> ИСХОДНЫЙ ТЕКСТ
▬▬▬▬▬▬▬▬▬▬
Реферат: Бессознательное и архетипы как основа интертекстуальности

А. А. Леонтьев

Идея соотнесения психоанализа и интертекстуальности на первый взгляд может показаться странной. Тем не менее, именно сопоставление базовых категорий психоанализа и интертекстуальности наталкивает на достаточно глубокие параллели между техникой анализа сознания, разработанной Фрейдом, и техникой филологического анализа текста в самом широком смысле.

Теория интертекстуальности имеет несколько источников, одним из которых является теория анаграмм Ф. де Соссюра. М. Б. Ямпольский считает, что принцип анаграммы сопричастен принципу интертекстуальности, когда цитируемый текст вложен в цитирующий текст неявно, его надо разгадать. С этим соотносится и идея о пародийном основании интертекстуальности, заложенная в работах Ю. Н. Тынянова. В статье о повести Ф. М. Достоевского "Село Степанчиково и его обитатели" Тынянов показал, что образ Фомы Опискина строится как реминисценция, как пародия на Н. В. Гоголя (см. об этом подробнее: Руднев, 1997, 114). "Выбранные места из переписки с друзьями" и фигура самого автора стали в повести Достоевского смысловой анаграммой. "О том, что в Фоме Фомиче показан Гоголь, не подозревали 70 лет, вплоть до появления статьи Тынянова... и даже, скорее всего, не подозревал Достоевский - интертекст тесно связан с бессознательным" (Там же, 115).

Одним из направлений структурной лингвистики, которое возникло в 50-е гг. XX века, стала генеративная лингвистика, основателем которой является Н. Хомский. В основе генеративной лингвистики лежит представление о порождающей модели языка, то есть процесс моделирования языка - порождение речи - происходит от синтаксиса к фонологии, от самых абстрактных синтаксических фигур к простейшим элементам языковой структуры.
▬▬▬▬▬▬▬▬▬▬
> ПРЕДСТАВЛЕННЫЕ ДАННЫЕ
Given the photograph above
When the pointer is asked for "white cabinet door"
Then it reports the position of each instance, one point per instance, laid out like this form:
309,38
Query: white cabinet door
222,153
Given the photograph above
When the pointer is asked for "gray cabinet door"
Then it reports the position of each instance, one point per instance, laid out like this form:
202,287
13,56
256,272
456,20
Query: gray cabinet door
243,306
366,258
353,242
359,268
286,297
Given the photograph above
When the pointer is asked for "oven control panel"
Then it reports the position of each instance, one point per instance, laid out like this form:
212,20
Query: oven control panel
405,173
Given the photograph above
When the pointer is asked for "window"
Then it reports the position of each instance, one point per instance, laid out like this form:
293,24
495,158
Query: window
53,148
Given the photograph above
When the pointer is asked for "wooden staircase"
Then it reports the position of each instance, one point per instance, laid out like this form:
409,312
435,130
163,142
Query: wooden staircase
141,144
▬▬▬▬▬▬▬▬▬▬
> ЗАДАНИЯ
1 - Кто, согласно реферату, является основателем генеративной лингвистики?
2 - Перепишите из реферата фрагмент между словами «Реферат: Бессознательное и» и «самом широком смысле.» включительно.
3 - Почему, по мнению М. Б. Ямпольского, принцип анаграммы сопричастен принципу интертекстуальности? Ответьте по реферату одним–тремя предложениями.

> ОТВЕТЫ ПО НОМЕРАМ
1 - Основателем генеративной лингвистики является Н. Хомский.

2 -
Реферат: Бессознательное и архетипы как основа интертекстуальности

А. А. Леонтьев

Идея соотнесения психоанализа и интертекстуальности на первый взгляд может показаться странной. Тем не менее, именно сопоставление базовых категорий психоанализа и интертекстуальности наталкивает на достаточно глубокие параллели между техникой анализа сознания, разработанной Фрейдом, и техникой филологического анализа текста в самом широком смысле.

3 - По мнению Ямпольского, эти принципы сопричастны, когда цитируемый текст вложен в цитирующий текст неявно и его надо разгадать.